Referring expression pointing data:

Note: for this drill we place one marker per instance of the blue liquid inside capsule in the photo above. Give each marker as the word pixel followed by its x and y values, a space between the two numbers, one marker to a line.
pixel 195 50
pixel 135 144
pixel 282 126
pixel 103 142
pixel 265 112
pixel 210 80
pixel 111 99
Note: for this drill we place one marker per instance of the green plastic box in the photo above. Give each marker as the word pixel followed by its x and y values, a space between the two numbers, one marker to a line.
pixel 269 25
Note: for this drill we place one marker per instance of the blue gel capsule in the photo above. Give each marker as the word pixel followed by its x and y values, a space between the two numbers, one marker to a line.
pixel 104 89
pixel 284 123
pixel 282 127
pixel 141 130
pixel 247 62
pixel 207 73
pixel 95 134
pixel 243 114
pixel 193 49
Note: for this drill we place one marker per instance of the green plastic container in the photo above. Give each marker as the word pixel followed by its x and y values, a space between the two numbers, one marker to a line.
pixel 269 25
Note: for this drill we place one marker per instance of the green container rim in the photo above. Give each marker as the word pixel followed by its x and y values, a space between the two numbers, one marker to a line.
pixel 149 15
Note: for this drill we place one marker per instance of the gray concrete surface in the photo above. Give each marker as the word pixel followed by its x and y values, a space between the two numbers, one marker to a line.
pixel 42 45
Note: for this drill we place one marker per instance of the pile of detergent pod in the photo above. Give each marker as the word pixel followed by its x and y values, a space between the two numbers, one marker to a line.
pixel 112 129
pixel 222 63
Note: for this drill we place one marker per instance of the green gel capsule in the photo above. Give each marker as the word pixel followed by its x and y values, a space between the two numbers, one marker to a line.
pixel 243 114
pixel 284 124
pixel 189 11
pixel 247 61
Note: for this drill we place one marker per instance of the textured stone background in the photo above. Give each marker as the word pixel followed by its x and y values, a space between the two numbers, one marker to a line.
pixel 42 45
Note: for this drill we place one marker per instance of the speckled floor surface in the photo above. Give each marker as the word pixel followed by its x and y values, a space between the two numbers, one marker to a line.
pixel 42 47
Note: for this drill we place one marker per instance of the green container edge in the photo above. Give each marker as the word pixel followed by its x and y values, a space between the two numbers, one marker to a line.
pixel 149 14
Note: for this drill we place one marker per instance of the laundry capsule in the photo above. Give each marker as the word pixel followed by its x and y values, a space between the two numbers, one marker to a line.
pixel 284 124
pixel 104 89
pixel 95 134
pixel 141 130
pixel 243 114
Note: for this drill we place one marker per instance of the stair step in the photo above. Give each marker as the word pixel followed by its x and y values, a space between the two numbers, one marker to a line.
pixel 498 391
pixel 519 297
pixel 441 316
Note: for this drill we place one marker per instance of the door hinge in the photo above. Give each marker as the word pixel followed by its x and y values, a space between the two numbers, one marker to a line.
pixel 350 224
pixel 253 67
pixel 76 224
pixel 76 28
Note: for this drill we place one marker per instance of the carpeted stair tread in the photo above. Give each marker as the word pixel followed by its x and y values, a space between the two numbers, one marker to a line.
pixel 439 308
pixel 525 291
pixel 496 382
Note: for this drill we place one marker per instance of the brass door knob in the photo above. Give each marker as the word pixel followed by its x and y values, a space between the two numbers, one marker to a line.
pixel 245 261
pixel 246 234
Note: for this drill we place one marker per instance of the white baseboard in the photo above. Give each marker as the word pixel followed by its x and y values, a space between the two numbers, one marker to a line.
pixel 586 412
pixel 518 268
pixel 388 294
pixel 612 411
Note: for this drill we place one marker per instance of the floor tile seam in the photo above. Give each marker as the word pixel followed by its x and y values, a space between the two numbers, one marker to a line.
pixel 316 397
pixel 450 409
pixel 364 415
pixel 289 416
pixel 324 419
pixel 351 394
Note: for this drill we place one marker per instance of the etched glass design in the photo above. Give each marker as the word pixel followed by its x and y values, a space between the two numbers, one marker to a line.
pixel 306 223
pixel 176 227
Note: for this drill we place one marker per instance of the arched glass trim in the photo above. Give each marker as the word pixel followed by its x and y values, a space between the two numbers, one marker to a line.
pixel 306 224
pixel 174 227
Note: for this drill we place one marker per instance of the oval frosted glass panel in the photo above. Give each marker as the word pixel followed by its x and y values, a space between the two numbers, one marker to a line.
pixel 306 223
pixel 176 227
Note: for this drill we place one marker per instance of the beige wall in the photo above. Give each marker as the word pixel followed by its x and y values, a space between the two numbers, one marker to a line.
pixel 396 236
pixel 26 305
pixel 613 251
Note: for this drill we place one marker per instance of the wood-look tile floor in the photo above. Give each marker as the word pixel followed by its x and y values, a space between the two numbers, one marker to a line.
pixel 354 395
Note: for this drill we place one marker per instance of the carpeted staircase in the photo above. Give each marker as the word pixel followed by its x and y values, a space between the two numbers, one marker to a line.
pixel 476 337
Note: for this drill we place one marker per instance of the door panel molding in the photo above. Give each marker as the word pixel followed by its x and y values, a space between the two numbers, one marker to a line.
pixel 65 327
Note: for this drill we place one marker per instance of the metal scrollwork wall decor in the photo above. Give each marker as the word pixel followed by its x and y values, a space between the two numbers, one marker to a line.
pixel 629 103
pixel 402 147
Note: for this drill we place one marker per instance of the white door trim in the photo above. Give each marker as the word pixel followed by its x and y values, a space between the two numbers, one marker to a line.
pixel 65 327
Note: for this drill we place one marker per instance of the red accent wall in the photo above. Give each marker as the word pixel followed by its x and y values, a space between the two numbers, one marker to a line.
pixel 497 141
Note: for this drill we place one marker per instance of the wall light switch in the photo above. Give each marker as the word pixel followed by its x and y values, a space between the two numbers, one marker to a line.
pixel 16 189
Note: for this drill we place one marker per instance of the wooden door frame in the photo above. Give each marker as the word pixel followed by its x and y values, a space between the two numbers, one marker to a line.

▶ Prompt
Line by line, please reproduce the records exactly.

▶ Result below
Note: for this drill we place one marker per instance of the blue liquid inside capsule in the photo above. Give each marker as the word pixel followed by its x and y values, a space between the two numbers, one marker to a line.
pixel 195 50
pixel 135 144
pixel 282 126
pixel 103 142
pixel 265 112
pixel 210 80
pixel 111 99
Note: for this drill we place one marker per instance of the green plastic box in the photo above. Give each marker as the word pixel followed by its x and y values, a space between the two numbers, one marker to a line.
pixel 269 25
Note: for this drill we place one marker per instance of the blue gel capsule in the photo above. Give each marker as the word pixel followed by its x and y values, a space between the two numbers, one marker to a line.
pixel 104 89
pixel 284 123
pixel 282 127
pixel 141 130
pixel 247 62
pixel 207 73
pixel 95 134
pixel 243 114
pixel 193 49
Note: for this drill we place one marker per instance of the green plastic container in the photo above. Give each marker as the word pixel followed by its x and y values, a space between the two numbers, one marker to a line.
pixel 269 25
Note: for this drill we place one marker per instance of the green container rim in the photo above. Give each marker as the word pixel followed by its x and y values, a space between the two numbers, one marker to a line.
pixel 149 15
Note: for this drill we place one marker per instance of the gray concrete surface in the photo above. Give each marker as the word pixel followed by its x and y values, a space between the two numbers, one marker to a line.
pixel 42 45
Note: for this drill we place one marker per instance of the pile of detergent pod in the photo above. Give each marker as the word pixel followed by its x and y values, a space between the two numbers, one marker to a line.
pixel 112 129
pixel 222 63
Note: for this drill we place one marker per instance of the green gel capsule in the photo above. Give each marker as the word pixel followed by its x and y values, a space between the two numbers, one marker to a line.
pixel 243 114
pixel 284 124
pixel 189 11
pixel 247 61
Note: for this drill we place one marker per instance of the textured stone background in the photo above. Give each marker as the word pixel followed by its x and y values, a space between the two numbers, one marker to a line.
pixel 42 45
Note: for this drill we place one marker per instance of the speckled floor surface in the photo above. Give each marker as the word pixel followed by its x and y values, a space between the two numbers, one marker to a line.
pixel 42 47
Note: for this drill we place one marker per instance of the green container edge in the photo above. Give each marker as the word pixel followed by its x and y values, a space between the two numbers, one marker to a line.
pixel 149 14
Note: for this drill we place one marker per instance of the laundry capsule in the photo above. Give each marker as the word pixel followed by its x and y values, a space between the two numbers, one marker to a line.
pixel 284 124
pixel 104 89
pixel 95 134
pixel 141 130
pixel 243 114
Note: for this drill we place one marker per instance of the stair step in the photo above. Give each marker as the word pixel followed by its x and y values, a space between the two numbers, one marker to a line.
pixel 498 391
pixel 519 297
pixel 441 316
Note: for this drill we place one marker per instance of the door hinge in the photo above. Give each marker as the word pixel followed by its x and y values, a space between the two numbers, one marker to a line.
pixel 350 224
pixel 253 67
pixel 76 224
pixel 76 28
Note: for this drill we place one marker per instance of the carpeted stair tread in the photo above. Give each marker as the word pixel followed by its x and y values, a space between the two numbers, one marker to a line.
pixel 439 308
pixel 525 291
pixel 496 382
Note: for this drill we place one marker per instance of the brass door knob in the photo above. Give each marker as the word pixel followed by its x and y values, a space between the two numbers, one marker to a line.
pixel 245 261
pixel 246 234
Note: for this drill we place one marker per instance of the white baseboard in the photo above. Give each marker as the word pixel followed by its x and y values, a space between the two numbers, one marker to a line.
pixel 586 412
pixel 518 268
pixel 388 294
pixel 612 411
Note: for this drill we place one marker per instance of the floor tile seam in the photo above. Give each marker as the word pixel followed by its x and y values, a space between the two numbers, one marker to a line.
pixel 316 397
pixel 450 409
pixel 364 415
pixel 289 416
pixel 324 419
pixel 351 394
Note: for this drill we place one marker per instance of the etched glass design in the photo above. Give each marker as the word pixel followed by its x and y values, a space between the two numbers, one marker to a line.
pixel 306 223
pixel 176 227
Note: for this drill we place one marker per instance of the arched glass trim in the photo above. Give each marker as the word pixel followed by its x and y values, a space between the two numbers, one marker to a line.
pixel 306 224
pixel 174 227
Note: for this drill we place one marker per instance of the oval frosted glass panel in the photo above. Give each marker as the word pixel followed by its x and y values, a space between the two numbers, one marker to a line.
pixel 306 223
pixel 176 227
Note: for this drill we place one marker per instance of the beige wall in the photo above. Give each marker as the word pixel followed by its x and y values, a space between the two numbers, one marker to a line.
pixel 396 236
pixel 26 305
pixel 613 251
Note: for this drill we place one marker per instance of the wood-look tile floor in the photo above. Give each marker as the word pixel followed by its x and y values, a space between the two numbers, one marker to a line.
pixel 354 395
Note: for this drill we place one marker per instance of the carpeted staircase in the photo above. Give each marker as the word pixel followed by its x and y values, a space between the two numbers, one marker to a line.
pixel 476 337
Note: for this drill we place one marker per instance of the door panel molding in the photo above. Give each marker as the word pixel followed by its x and y values, a space between the two numbers, one marker to a line.
pixel 65 327
Note: for this drill we place one marker per instance of the metal scrollwork wall decor in the photo above. Give each marker as the word pixel followed by its x and y values, a space between the two numbers, one marker to a line.
pixel 629 103
pixel 402 147
Note: for this drill we place one marker per instance of the white door trim in the photo above. Give each marker as the word pixel followed by its x and y values, a space between the two numbers, one marker to a line.
pixel 65 327
Note: for this drill we place one marker per instance of the red accent wall in the photo above. Give each marker as the word pixel followed by its x and y values, a space between the two numbers, one marker to a line.
pixel 497 141
Note: for this drill we place one marker per instance of the wall light switch in the photo above. Give each marker as the word pixel followed by its x and y values, a space between the two numbers, one marker to a line.
pixel 16 189
Note: for this drill we place one marker per instance of the wooden door frame in the photo above. Give each marker as the word pixel followed by its x and y values, a space between the two numbers, one marker to a line.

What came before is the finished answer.